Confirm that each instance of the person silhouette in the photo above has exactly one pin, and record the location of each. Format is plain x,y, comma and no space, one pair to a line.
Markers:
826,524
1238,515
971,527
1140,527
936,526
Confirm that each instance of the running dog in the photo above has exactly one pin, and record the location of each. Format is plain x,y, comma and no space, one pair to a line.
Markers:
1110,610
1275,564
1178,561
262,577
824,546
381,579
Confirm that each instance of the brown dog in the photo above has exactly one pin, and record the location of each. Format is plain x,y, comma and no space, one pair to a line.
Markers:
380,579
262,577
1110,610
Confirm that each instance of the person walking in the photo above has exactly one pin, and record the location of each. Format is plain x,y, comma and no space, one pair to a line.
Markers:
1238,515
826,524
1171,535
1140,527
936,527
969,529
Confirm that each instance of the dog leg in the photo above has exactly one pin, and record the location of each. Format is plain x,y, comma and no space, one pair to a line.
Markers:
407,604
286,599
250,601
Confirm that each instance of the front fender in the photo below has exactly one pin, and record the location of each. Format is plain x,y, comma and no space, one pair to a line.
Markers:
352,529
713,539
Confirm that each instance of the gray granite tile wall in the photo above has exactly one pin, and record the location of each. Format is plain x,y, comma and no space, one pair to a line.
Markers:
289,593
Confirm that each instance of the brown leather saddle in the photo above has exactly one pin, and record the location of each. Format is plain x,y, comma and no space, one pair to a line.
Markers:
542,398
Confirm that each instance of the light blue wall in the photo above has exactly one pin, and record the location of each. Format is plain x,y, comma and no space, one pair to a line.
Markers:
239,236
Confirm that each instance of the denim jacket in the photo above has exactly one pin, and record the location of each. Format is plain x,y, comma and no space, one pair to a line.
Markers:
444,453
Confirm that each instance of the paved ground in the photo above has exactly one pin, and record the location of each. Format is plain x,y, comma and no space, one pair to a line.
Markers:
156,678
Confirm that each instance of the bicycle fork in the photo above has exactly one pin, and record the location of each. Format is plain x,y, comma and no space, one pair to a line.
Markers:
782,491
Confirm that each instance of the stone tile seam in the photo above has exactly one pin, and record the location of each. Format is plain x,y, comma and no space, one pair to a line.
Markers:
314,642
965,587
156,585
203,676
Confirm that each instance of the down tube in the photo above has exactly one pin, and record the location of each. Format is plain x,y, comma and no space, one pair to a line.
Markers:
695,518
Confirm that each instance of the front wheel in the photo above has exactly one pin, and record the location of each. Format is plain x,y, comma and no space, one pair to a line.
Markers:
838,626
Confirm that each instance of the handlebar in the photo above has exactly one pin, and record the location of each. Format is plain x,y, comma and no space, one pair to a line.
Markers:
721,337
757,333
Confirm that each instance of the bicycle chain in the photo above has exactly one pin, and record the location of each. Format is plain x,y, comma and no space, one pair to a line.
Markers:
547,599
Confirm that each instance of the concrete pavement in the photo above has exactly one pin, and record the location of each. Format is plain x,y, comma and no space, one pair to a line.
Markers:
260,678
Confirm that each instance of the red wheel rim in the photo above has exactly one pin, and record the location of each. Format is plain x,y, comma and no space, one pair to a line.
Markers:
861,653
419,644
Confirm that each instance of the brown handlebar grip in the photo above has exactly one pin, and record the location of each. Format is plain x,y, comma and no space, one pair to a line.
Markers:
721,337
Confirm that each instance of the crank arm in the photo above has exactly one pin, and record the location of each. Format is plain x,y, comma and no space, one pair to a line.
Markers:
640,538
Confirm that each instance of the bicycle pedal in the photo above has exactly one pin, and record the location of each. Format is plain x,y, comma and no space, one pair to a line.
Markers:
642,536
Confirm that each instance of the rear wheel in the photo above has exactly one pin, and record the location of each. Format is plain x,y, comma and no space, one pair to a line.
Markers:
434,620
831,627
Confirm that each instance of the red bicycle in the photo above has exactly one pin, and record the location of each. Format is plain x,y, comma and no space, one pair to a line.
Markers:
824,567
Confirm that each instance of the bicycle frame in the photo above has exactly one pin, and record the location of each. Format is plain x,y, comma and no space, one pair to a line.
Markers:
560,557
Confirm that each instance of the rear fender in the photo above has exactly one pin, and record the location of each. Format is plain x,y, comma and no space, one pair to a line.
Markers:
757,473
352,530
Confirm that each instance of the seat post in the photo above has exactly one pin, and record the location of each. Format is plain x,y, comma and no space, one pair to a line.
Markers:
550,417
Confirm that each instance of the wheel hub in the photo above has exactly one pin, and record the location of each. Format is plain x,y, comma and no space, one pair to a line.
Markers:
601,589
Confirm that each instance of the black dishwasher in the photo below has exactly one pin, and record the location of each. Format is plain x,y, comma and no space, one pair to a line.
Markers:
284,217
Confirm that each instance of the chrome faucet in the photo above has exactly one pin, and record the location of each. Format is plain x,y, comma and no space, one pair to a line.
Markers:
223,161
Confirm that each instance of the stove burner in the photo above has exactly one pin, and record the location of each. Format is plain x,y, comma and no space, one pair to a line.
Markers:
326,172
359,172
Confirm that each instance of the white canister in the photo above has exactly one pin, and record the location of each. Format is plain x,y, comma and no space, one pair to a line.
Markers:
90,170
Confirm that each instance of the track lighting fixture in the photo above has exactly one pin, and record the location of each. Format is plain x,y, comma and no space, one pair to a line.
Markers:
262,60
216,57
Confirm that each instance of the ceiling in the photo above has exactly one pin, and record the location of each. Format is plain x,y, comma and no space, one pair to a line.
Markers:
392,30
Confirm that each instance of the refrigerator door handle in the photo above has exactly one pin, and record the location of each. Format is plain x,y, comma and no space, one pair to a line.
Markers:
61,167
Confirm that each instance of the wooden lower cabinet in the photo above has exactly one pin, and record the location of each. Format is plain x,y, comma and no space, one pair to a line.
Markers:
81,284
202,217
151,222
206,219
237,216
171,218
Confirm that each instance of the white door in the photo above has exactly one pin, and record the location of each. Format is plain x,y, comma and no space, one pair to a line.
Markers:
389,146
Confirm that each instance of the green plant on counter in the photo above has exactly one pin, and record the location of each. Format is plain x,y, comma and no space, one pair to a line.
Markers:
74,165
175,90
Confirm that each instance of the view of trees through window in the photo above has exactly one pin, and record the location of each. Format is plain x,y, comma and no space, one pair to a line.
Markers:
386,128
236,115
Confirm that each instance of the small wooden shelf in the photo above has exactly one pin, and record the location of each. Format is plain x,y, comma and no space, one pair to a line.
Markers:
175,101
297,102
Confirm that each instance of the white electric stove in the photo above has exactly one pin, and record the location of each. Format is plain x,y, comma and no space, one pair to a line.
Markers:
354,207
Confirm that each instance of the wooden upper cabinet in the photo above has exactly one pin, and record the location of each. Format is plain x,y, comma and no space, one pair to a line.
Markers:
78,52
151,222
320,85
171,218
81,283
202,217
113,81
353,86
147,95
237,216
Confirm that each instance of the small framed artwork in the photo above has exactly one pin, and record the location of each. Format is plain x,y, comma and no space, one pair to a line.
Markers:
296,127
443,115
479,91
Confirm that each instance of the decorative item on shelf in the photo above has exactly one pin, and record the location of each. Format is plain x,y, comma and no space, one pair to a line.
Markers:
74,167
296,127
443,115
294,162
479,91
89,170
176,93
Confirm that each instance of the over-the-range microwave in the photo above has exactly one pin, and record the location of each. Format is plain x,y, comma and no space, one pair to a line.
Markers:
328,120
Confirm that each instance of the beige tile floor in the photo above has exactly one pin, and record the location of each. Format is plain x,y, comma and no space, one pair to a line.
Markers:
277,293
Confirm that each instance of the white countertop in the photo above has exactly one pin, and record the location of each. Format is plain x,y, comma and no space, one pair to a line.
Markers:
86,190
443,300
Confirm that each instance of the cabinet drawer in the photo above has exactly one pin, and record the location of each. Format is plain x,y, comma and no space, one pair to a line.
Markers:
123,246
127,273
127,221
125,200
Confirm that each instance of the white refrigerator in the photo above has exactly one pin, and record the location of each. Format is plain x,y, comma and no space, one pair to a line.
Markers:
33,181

☆ ☆ ☆ ☆

■ TASK ITEM
How many of the lines above contain the string "bicycle"? Give the number only.

■ TASK SOLUTION
5